Each record below needs to be copied out exactly as it stands.

Start of Block

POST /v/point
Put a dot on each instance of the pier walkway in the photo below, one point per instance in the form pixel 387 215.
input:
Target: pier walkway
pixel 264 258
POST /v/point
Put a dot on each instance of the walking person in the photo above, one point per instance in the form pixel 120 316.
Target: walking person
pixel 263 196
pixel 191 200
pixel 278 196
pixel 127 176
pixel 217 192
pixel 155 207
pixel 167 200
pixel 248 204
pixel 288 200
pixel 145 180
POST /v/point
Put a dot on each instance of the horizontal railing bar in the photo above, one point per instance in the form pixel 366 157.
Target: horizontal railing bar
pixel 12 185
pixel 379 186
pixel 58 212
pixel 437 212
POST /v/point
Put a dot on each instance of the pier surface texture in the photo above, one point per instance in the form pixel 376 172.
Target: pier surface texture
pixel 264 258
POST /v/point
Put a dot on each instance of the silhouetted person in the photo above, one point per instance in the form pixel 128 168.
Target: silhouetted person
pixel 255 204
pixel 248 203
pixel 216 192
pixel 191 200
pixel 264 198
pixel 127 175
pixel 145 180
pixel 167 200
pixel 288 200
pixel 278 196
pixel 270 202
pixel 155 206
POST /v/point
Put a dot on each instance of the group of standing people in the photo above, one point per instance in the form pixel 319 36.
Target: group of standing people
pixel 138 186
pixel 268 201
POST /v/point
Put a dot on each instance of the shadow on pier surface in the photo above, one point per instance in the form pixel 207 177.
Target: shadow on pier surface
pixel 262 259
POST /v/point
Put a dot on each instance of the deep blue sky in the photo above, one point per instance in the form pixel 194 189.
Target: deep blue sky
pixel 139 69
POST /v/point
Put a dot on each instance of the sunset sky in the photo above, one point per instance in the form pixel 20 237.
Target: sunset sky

End of Block

→ Your response
POST /v/point
Put a dot on each instance of the pier walkway in the photo below, one point per instance in the form pixel 387 215.
input:
Target: pier walkway
pixel 264 258
POST /v/point
Put a dot on each instance of the walking person in the photo above, one point per instance in the form pixel 120 316.
Target: walking person
pixel 263 196
pixel 191 200
pixel 278 196
pixel 127 176
pixel 217 192
pixel 155 207
pixel 167 200
pixel 248 204
pixel 288 200
pixel 145 180
POST /v/point
Put a dot on each instance of the horizontal railing bar in the photo above, one point per instance in the form pixel 366 157.
Target: horizontal railing bar
pixel 12 185
pixel 379 186
pixel 58 212
pixel 437 212
POST /v/point
Put a dot on each instance of the pier surface texture in the photo above, one point per instance in the form pixel 376 172.
Target: pier surface texture
pixel 264 258
POST /v/point
Put a dot on each instance of the silhouetted person in the photo above, one point per instance in the form pixel 128 168.
Target: silhouetted person
pixel 255 204
pixel 248 203
pixel 216 192
pixel 191 200
pixel 264 198
pixel 127 175
pixel 145 180
pixel 167 200
pixel 288 200
pixel 278 196
pixel 270 202
pixel 155 206
POST /v/point
Put a dot on each instance of the group of standing people in the photo above, one point per instance in the form pixel 319 36.
Target: group of standing people
pixel 138 186
pixel 268 201
POST /v/point
Put a dot on each instance of the shadow on pier surface in the photo above, one point per instance in the form pixel 207 177.
Target: shadow on pier surface
pixel 262 259
POST /v/point
Put a dot on each instance of the deep blue sky in the photo above, one point per instance in the form pixel 194 189.
Target: deep blue sky
pixel 139 69
POST /v/point
Put a dot on each instance of the sunset sky in the photo above, one point per instance in the form pixel 20 237.
Target: sunset sky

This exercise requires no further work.